練習問題.
1. 説教「待つ力」の一部を、「待つ力(2008.11.30)」を含む語句から書き始め、「カリア」を登場させています。」の語句で終えて、そのまま書き写してください。
2. 次の (a)〜(c) が説教「待つ力」の内容と合うかどうか、それぞれ「はい」か「いいえ」で答え、判断の決め手となる語句をそのまま引用する。
(a) 聖書の箇所はルカ1章5節から25節である。
(b) ザカリアは、主が語られたことをすぐに受け入れた。
(c) 「あなたの願いは聞き入れられた」は13節の言葉として示されている。

本文抜粋.
•••
メニュー 閉じる

2008年11月

待つ力(2008.11.30)

題   : 「待つ力」   宣教:   川原﨑 晃  牧師
聖書  : ルカ 1章5節~25節
人は、待つことにおいて試されます。待つことは、一つの偉大な力です。主イエスの降誕の記録は、神の御ことばの約束を信じ、待ち続け、忍耐し続けた人々の証し集です。
ルカは、そのような待つことにおいて試され、待つ力を経験した人として、最初に「ザカリア」を登場させています。

1.主の前に黙して待つ 5~18節
ザカリア夫婦は、子どもに恵まれませんでしたが、その晩年は神によって恵みに変えられました。ザカリアは、これまで通りの手順で聖所で仕えていたのですが、神の不意打ちとも言える干渉を受けました。そのとき主が語られたことは、予想外の、考えも及ばない内容でしたので、それを受け入れることは出来ませんでした(18節)。
「あなたの願いは聞き入れられた」(13節)とは、子どもがさずかるというよりも、神の民イスラエルが救われることを言っています。祈りは答えられました。子どもが与えられるのみか、その子こそが救いに結びつく道備えをする使命を託されたのです(16~17節)。
•••
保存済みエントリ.

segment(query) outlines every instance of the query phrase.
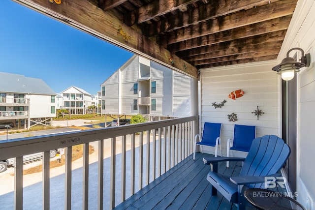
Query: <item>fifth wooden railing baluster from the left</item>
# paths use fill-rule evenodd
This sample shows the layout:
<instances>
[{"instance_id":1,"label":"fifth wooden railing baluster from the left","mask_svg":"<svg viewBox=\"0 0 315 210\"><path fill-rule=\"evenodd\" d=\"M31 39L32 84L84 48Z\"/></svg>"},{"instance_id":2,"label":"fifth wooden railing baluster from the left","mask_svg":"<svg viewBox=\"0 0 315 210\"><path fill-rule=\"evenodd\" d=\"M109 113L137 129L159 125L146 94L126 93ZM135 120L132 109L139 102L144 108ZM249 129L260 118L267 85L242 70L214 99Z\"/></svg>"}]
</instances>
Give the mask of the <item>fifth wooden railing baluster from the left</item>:
<instances>
[{"instance_id":1,"label":"fifth wooden railing baluster from the left","mask_svg":"<svg viewBox=\"0 0 315 210\"><path fill-rule=\"evenodd\" d=\"M104 140L98 141L98 184L97 184L97 210L103 209L104 187Z\"/></svg>"}]
</instances>

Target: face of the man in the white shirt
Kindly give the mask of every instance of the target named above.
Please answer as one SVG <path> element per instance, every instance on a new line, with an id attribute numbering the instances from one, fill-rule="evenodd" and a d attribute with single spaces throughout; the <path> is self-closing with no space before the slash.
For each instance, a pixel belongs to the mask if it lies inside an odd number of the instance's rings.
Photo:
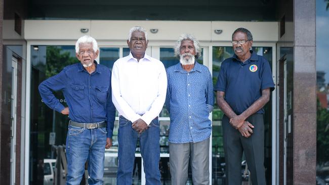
•••
解答例.
1.
待つ力(2008.11.30)

題   : 「待つ力」   宣教:   川原﨑 晃  牧師
聖書  : ルカ 1章5節~25節
人は、待つことにおいて試されます。待つことは、一つの偉大な力です。主イエスの降誕の記録は、神の御ことばの約束を信じ、待ち続け、忍耐し続けた人々の証し集です。
ルカは、そのような待つことにおいて試され、待つ力を経験した人として、最初に「ザカリア」を登場させています。

2.
(a) はい。「ルカ 1章5節~25節」
(b) いいえ。「それを受け入れることは出来ませんでした」
(c) はい。「「あなたの願いは聞き入れられた」(13節)」